Tasks to complete:
a) According to the comparison of Old Testament textual witnesses, in what period was the Masoretic Text fixed?
b) Pick up the comparison of Old Testament textual witnesses after its last sentence and continue it.

Document extract:
____

Full Word of God · 3.12 Ancient Textual Witnesses — Source Traditions and Bible Transmission

Layer 3 — Full Word of God

MT, DSS, and LXX — A Comparison

Layer
Full Word of God
Collection
3.12 Ancient Textual Witnesses — Source Traditions and Bible Transmission
Classification
Textual / transmission witness
Relationship to Scripture
Closely related · not in the Restored Bible

The Masoretic Text, the Scrolls, and the Septuagint — A Comparison

How the three great witnesses agree and differ

The three principal witnesses to the Old Testament text are the Masoretic Hebrew (MT), the Hebrew of the Dead Sea Scrolls (DSS), and the Greek Septuagint (LXX). For most of Scripture they agree closely; but in a number of places they diverge, and the differences are instructive. The table below sets out the general character of each, with representative kinds of difference.

Witness

Language / Date

Character

Masoretic Text

Hebrew; fixed 6th–10th c. CE

The received Jewish text; consonants ancient, vowels and notes added; transmitted with great care.

____

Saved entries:

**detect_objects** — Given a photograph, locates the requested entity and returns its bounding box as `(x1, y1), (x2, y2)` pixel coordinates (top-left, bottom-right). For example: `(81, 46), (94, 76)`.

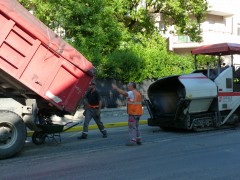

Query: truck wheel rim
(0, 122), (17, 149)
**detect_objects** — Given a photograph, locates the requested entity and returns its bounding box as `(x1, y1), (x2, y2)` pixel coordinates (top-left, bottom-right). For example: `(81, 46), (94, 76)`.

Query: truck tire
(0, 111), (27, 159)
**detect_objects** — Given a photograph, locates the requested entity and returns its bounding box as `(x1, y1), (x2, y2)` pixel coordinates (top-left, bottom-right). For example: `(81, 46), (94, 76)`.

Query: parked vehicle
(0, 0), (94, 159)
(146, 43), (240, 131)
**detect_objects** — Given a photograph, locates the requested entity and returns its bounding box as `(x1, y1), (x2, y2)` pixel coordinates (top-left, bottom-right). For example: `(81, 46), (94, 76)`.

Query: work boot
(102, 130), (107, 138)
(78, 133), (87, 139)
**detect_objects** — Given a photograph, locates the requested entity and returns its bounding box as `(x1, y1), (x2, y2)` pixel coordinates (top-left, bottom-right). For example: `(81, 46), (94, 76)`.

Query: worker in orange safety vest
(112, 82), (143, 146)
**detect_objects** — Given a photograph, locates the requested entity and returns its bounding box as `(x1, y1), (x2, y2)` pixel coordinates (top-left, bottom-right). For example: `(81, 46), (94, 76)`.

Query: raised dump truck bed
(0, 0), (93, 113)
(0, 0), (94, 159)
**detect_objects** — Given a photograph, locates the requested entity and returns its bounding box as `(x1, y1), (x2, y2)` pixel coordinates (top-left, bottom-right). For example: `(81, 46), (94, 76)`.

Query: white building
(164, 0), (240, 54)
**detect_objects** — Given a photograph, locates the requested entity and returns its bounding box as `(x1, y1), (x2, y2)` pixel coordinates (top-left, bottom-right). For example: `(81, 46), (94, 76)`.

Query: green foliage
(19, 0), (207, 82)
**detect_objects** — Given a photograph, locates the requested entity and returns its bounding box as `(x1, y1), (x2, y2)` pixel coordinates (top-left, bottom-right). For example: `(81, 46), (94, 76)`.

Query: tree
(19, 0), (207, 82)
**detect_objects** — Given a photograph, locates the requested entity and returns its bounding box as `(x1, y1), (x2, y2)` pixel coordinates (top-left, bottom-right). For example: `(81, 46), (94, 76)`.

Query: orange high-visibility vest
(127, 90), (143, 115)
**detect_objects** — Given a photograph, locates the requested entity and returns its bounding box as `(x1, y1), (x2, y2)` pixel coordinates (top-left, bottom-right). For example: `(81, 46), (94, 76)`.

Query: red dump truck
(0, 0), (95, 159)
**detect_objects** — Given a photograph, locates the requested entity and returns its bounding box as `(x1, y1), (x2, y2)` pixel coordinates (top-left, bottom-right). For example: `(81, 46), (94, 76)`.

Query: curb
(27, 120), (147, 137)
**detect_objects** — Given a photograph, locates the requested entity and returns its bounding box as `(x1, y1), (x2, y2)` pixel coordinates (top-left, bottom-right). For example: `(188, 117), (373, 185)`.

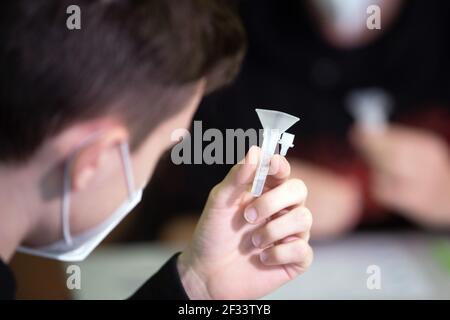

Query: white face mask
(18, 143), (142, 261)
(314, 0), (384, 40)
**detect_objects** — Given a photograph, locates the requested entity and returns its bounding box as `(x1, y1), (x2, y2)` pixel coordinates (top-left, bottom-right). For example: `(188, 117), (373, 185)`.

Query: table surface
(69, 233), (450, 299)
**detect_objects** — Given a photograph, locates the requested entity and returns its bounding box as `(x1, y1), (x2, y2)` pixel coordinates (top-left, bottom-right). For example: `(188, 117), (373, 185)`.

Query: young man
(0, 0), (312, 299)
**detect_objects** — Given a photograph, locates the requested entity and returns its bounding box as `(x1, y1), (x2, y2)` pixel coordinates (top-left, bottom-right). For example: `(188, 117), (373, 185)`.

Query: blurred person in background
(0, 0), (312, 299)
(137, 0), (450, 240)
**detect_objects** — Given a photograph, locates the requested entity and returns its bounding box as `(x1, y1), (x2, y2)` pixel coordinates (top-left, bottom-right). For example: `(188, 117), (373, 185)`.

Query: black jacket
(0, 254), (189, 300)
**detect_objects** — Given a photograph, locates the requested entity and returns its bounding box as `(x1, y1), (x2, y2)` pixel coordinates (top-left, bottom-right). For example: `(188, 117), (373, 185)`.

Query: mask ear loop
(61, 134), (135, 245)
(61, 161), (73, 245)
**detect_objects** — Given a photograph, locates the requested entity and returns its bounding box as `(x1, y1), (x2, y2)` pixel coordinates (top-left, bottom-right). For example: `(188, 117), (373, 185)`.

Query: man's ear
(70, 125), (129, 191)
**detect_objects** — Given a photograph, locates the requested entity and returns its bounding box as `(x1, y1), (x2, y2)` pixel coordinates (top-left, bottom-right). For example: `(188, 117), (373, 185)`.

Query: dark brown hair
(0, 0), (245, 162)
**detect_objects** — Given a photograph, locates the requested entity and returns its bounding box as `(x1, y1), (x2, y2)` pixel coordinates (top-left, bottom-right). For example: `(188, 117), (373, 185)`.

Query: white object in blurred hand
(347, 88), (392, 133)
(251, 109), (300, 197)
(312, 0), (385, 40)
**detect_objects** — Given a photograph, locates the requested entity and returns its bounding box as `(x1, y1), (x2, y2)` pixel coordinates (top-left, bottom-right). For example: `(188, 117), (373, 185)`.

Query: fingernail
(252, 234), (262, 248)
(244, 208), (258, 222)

____

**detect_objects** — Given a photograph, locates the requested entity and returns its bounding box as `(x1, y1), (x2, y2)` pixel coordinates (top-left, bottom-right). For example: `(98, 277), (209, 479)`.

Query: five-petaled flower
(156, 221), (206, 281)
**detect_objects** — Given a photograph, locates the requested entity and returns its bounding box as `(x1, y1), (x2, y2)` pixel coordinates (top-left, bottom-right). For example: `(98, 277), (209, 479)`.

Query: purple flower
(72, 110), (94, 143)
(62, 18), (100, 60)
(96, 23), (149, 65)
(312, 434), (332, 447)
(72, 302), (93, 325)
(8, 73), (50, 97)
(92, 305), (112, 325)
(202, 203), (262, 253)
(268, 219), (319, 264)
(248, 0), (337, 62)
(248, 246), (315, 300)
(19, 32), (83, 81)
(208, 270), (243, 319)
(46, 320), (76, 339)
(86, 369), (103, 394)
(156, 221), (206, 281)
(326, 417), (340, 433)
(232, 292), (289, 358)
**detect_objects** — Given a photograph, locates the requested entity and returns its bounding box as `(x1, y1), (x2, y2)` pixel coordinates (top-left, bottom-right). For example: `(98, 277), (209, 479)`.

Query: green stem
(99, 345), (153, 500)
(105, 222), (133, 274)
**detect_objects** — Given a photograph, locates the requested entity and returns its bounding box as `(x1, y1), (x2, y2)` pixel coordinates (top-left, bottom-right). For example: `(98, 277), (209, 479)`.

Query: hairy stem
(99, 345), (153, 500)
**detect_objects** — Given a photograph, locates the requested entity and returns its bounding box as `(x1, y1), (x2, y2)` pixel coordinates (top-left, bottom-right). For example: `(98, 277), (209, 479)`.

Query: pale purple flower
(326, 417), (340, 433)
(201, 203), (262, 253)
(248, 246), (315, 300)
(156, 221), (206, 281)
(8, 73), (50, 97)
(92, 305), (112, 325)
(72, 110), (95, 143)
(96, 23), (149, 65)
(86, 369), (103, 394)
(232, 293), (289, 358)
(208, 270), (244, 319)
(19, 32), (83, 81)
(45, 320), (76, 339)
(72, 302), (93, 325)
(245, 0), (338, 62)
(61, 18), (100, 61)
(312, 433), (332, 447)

____

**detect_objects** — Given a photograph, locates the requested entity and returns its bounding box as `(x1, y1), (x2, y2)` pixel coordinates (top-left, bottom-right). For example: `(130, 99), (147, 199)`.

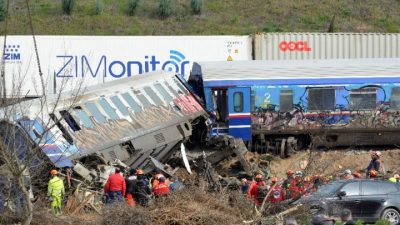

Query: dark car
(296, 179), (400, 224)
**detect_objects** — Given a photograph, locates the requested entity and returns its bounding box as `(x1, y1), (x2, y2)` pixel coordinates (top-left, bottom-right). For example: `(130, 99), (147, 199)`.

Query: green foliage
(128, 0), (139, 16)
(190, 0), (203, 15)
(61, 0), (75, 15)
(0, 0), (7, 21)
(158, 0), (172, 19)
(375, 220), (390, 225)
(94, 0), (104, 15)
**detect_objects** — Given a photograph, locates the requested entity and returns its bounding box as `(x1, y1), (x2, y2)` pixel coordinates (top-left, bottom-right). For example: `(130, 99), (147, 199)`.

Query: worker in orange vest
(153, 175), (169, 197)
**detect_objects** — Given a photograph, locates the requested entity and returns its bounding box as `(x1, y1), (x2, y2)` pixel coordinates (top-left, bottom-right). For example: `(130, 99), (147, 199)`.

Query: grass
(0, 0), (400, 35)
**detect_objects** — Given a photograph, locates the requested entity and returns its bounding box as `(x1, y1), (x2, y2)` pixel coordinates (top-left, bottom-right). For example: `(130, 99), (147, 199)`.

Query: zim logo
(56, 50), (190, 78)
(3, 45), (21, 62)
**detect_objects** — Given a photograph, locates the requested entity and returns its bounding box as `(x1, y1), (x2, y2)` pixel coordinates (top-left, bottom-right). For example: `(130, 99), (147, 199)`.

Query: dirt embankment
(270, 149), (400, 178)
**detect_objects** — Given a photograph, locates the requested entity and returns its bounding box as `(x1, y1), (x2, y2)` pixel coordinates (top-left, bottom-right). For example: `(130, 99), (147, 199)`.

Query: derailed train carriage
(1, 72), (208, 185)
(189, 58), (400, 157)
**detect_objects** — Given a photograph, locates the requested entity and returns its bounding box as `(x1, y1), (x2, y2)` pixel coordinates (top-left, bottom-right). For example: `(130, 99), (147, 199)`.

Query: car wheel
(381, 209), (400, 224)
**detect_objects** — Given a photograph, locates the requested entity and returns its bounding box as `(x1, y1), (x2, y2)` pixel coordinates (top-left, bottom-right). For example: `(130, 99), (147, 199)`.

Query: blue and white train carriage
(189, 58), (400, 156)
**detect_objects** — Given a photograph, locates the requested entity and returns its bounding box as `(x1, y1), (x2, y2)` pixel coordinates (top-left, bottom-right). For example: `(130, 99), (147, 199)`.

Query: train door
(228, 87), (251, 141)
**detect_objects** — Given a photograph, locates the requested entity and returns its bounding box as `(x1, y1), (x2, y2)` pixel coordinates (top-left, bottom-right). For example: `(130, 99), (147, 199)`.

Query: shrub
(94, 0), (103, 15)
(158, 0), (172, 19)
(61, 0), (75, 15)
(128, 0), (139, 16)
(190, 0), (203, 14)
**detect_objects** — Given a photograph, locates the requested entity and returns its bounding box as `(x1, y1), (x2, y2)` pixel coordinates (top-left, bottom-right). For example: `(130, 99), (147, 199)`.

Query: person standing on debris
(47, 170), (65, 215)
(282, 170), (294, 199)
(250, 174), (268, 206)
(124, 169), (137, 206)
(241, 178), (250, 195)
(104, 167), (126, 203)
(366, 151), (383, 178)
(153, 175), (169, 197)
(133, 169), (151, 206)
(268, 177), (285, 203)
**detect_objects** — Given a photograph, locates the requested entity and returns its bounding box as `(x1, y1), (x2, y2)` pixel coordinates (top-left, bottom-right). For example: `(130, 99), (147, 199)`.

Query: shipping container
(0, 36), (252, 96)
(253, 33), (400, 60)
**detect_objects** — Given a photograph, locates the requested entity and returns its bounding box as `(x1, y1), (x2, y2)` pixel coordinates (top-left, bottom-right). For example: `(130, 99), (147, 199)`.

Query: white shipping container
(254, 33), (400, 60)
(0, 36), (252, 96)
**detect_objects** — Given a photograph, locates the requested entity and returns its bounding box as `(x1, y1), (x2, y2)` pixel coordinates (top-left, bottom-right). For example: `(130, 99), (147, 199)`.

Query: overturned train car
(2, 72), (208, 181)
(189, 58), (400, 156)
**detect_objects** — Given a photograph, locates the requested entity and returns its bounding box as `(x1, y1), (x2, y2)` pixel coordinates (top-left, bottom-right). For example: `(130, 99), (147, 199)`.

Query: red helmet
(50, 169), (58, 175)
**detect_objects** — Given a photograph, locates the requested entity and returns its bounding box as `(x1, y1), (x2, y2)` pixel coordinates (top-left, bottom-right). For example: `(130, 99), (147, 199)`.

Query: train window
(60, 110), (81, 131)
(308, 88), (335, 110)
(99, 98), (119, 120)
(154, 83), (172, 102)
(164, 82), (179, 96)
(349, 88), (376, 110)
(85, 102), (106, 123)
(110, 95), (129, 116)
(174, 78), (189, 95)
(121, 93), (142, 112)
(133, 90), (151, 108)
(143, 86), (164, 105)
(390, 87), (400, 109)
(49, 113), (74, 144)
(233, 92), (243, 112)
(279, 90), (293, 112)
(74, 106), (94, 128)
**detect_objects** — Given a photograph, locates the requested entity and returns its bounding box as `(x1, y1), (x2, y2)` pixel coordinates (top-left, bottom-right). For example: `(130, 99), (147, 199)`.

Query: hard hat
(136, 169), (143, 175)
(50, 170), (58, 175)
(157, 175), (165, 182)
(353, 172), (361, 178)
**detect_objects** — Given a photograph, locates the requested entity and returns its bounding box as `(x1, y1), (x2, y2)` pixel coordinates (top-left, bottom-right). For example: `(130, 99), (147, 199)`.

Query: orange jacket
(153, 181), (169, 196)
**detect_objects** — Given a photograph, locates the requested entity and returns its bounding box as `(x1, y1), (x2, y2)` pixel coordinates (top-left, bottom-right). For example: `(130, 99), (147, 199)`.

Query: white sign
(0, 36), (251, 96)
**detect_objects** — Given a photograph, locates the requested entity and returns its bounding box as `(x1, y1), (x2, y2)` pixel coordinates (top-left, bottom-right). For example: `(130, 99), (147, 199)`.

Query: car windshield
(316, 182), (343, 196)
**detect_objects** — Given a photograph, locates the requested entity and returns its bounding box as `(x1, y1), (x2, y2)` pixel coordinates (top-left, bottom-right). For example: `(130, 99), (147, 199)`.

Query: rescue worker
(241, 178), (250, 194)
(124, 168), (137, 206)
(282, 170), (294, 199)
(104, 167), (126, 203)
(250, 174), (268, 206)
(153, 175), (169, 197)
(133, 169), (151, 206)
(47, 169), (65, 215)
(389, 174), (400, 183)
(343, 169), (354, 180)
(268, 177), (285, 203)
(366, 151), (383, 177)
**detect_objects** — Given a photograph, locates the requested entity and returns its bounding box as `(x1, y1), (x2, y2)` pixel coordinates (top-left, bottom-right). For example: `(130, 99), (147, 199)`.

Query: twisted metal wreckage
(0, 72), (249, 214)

____

Answers for this exercise:
a) It was fixed in the 6th–10th centuries CE.

b)
Dead Sea Scrolls

Hebrew (and Aramaic); 3rd c. BCE – 1st c. CE

The oldest copies; sometimes agree with MT, sometimes with LXX or the Samaritan text, sometimes unique.

Septuagint

Greek; 3rd–1st c. BCE

The oldest translation; for some books rests on an older or different Hebrew than the MT.

Representative kinds of difference

Length: in Jeremiah the LXX is about one-seventh shorter than the MT, and orders some passages differently; a short Hebrew form like the LXX has been found among the Scrolls.

Wording: in Deuteronomy 32 and in 1 Samuel, the Scrolls often agree with the LXX against the MT, showing the LXX rests on a real Hebrew variant.

Numbers and chronology: the ages in the genealogies of Genesis differ between the MT, the LXX, and the Samaritan text.

Additions: the LXX carries the deuterocanonical books and the additions to Daniel and Esther, not in the Hebrew canon.

The lesson of the comparison is that no single witness preserves the original text perfectly at every point. The restored text seeks the earliest recoverable reading, weighing the three together, and noting honestly where they cannot be reconciled.